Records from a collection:
# # # #
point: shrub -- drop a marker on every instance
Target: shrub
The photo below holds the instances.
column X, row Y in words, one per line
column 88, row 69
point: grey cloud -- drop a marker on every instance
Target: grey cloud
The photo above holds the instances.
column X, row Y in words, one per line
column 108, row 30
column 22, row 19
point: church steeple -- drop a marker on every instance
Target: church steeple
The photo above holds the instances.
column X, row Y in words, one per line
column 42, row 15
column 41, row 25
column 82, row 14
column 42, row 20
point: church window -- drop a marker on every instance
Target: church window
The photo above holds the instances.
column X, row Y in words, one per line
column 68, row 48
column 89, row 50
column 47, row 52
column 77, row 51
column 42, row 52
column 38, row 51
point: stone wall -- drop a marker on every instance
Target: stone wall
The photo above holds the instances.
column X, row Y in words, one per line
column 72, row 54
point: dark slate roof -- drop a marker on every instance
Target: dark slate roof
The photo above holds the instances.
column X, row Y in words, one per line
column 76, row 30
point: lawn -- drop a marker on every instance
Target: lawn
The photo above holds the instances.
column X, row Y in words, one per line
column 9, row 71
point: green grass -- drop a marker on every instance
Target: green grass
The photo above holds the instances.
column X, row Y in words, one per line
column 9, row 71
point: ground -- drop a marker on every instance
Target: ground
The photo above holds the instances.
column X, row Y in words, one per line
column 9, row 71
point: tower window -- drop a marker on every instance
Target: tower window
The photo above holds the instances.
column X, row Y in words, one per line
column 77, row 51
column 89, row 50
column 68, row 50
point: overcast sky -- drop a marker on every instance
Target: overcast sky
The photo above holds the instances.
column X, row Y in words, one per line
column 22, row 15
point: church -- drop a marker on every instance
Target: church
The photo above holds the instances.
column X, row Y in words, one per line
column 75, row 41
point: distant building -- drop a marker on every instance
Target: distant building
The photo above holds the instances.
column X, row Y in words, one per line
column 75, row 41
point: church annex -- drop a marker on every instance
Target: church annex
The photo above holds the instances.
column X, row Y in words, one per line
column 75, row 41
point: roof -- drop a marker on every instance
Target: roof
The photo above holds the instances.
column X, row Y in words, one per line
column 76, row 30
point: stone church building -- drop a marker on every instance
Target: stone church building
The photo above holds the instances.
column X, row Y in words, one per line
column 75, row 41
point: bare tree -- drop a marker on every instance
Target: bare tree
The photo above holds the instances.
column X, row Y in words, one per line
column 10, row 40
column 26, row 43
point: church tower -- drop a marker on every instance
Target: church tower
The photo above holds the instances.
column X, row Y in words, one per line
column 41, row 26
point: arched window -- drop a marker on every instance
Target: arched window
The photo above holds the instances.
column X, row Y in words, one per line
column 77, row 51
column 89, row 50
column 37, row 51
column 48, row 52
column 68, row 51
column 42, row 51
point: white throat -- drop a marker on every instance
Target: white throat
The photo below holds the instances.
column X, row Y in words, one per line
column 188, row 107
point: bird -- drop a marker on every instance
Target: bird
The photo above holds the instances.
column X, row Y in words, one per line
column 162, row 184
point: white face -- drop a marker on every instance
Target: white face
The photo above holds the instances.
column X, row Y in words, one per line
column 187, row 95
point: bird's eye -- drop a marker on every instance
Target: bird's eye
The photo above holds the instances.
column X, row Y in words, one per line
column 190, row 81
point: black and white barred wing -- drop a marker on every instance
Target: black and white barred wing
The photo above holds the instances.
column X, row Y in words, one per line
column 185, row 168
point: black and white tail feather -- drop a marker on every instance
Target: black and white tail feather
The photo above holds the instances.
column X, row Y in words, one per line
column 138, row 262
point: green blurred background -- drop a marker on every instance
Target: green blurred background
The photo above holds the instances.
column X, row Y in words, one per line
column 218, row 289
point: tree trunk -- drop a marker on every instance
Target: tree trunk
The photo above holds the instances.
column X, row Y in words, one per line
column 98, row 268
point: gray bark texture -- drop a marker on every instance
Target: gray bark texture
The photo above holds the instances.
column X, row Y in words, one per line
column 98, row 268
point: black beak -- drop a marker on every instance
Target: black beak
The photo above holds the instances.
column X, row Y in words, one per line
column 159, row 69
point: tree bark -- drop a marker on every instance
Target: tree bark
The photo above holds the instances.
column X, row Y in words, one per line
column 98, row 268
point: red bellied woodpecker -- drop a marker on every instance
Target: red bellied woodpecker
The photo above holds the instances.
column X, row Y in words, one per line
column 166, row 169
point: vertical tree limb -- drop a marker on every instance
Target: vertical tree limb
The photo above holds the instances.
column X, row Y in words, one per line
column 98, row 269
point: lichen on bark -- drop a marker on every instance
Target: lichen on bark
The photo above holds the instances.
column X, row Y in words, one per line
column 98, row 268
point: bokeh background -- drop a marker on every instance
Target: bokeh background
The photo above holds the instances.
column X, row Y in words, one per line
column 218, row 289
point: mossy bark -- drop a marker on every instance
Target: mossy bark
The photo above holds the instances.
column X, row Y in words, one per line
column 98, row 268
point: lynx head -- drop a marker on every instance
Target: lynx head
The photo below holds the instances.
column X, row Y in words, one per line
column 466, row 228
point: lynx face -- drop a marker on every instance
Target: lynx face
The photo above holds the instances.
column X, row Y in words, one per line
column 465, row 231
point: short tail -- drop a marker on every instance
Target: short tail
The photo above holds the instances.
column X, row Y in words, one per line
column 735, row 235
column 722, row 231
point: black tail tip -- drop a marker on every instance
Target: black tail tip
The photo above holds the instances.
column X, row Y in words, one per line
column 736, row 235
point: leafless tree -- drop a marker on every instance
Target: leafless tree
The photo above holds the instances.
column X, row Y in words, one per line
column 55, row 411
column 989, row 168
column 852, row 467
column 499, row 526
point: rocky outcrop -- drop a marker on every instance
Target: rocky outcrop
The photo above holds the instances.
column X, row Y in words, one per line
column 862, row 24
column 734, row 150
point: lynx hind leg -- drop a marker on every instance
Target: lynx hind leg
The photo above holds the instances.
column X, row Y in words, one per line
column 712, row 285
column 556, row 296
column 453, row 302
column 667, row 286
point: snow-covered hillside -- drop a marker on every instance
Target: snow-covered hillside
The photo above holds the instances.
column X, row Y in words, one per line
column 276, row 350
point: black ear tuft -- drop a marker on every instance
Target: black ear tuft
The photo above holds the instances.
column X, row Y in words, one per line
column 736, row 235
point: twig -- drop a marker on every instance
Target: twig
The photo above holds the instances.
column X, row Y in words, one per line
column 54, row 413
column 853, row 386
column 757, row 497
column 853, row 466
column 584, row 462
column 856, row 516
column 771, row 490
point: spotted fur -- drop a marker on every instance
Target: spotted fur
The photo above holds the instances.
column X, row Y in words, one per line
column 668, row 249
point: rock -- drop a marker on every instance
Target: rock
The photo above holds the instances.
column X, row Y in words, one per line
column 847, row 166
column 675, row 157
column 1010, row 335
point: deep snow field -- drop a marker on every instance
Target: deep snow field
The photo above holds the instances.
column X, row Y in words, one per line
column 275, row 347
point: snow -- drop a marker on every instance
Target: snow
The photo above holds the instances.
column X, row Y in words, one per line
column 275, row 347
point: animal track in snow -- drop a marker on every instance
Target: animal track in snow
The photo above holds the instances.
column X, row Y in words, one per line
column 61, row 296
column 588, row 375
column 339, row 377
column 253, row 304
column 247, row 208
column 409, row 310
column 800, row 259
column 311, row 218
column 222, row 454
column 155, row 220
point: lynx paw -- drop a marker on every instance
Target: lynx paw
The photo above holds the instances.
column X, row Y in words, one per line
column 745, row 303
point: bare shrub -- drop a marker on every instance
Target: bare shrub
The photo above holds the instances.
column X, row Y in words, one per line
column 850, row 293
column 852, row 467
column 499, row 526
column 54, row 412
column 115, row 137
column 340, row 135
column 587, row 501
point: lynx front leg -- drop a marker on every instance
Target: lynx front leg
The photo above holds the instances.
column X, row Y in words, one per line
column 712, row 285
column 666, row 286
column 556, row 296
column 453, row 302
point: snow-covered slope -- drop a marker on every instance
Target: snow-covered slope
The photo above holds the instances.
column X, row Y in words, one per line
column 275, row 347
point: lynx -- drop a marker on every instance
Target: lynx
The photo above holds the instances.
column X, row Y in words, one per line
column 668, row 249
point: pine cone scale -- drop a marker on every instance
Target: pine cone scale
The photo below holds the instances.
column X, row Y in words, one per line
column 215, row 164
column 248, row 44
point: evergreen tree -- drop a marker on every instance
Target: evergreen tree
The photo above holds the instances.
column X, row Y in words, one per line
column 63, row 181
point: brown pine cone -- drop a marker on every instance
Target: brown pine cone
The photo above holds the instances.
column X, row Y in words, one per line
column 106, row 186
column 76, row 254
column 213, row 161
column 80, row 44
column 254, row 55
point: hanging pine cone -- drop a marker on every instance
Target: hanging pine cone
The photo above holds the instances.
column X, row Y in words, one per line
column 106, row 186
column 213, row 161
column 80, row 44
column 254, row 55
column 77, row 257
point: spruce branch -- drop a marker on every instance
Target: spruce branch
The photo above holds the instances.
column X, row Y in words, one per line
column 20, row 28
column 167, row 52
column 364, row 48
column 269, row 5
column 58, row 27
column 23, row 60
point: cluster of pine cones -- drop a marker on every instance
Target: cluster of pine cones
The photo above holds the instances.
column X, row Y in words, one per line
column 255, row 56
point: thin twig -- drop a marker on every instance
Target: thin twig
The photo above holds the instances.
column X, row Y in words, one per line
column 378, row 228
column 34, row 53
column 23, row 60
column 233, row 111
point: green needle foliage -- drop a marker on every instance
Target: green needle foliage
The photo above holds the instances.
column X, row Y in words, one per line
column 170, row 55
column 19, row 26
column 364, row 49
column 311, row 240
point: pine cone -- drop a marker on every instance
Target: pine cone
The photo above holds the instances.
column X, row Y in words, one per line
# # # #
→ Exercise goal: Copy out the lines of the entries above, from the line containing "point: bird -- drop" through the line containing "column 187, row 95", both of those lines included.

→ Exercise response:
point: bird -- drop a marker on every instance
Target: bird
The photo above holds the instances.
column X, row Y in words, one per line
column 162, row 184
point: white face -- drop a marker on every instance
Target: white face
The photo above holds the instances.
column X, row Y in words, one per line
column 187, row 95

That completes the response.